● **PASSAGE PROVIDED**:

####################

Minimal Polynomial is Unique

Theorem

Let $L / K$ be a field extension.

Let $\alpha \in L$ be algebraic over $K$.

Then the minimal polynomial of $\alpha$ over $K$ is unique.

Let $f$ be a minimal polynomial of $\alpha$ over $K$ according to definition 1.

Let $g$ be another polynomial in $K \sqbrk x$ such that $\map g \alpha = 0$.

By the definition of minimal polynomial, $\map \deg f \le \map \deg g$, where $\deg$ denotes degree.

$g = q f + r$ and $\map \deg r < \map \deg f$.

Suppose $\map \deg r > 0$.

Then evaluating both sides of the equation above at $\alpha$, we obtain $\map r \alpha = 0$.

This contradicts the minimality of the degree of $f$.

Thus, $r$ is constant and equal to $0$.

####################

● **REQUIRED TASKS**:
• A. Reproduce verbatim everything in the minimal polynomial proof from "Let $f$ be a" down to "< \map \deg f$.".
• B. Proceed with the proof that the minimal polynomial is unique, picking up right after its final sentence.

Items from a labeling collection:
####################

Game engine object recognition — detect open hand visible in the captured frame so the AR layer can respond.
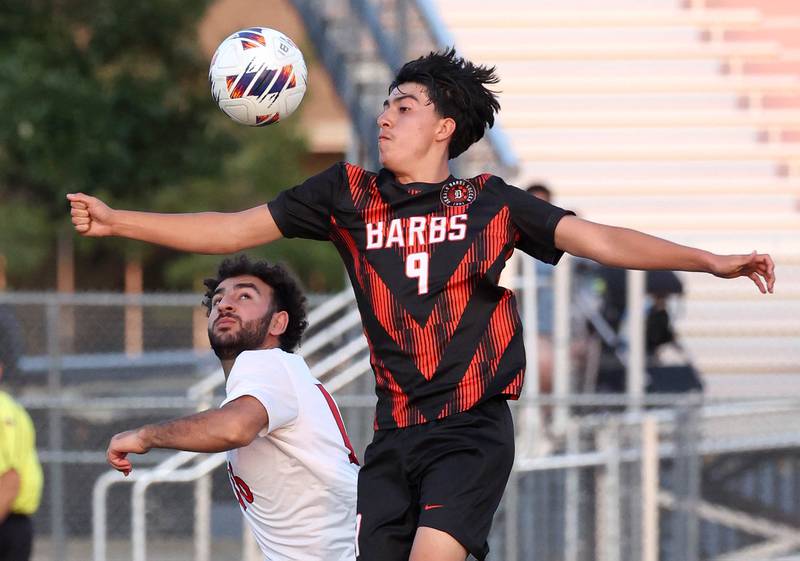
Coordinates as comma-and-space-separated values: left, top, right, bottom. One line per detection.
711, 251, 775, 294
67, 193, 114, 237
106, 430, 150, 475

####################

● **RESULTS FOR EACH TASK**:
• A.
Let $f$ be a minimal polynomial of $\alpha$ over $K$ according to definition 1.

Let $g$ be another polynomial in $K \sqbrk x$ such that $\map g \alpha = 0$.

By the definition of minimal polynomial, $\map \deg f \le \map \deg g$, where $\deg$ denotes degree.

$g = q f + r$ and $\map \deg r < \map \deg f$.

• B.
We have now shown that $f$ divides all polynomials in $K \sqbrk x$ which vanish at $\alpha$.

By the monic restriction, it then follows that $f$ is unique.

$\blacksquare$

Let $f, g \in K \sqbrk x$ be minimal polynomials for $\alpha$ according to definition 2.

That is, let $f$ and $g$ be irreducible monic polynomials in $K \sqbrk x$ with $\map f \alpha = \map g \alpha = 0$.

Suppose $f$ and $g$ are distinct.

Then $f$ and $g$ are coprime.

Thus there exist polynomials $a, b \in K \sqbrk x$ with $a f + b g = 1$.

Taking the evaluation homomorphism in $\alpha$, we obtain the contradiction that $0=1$.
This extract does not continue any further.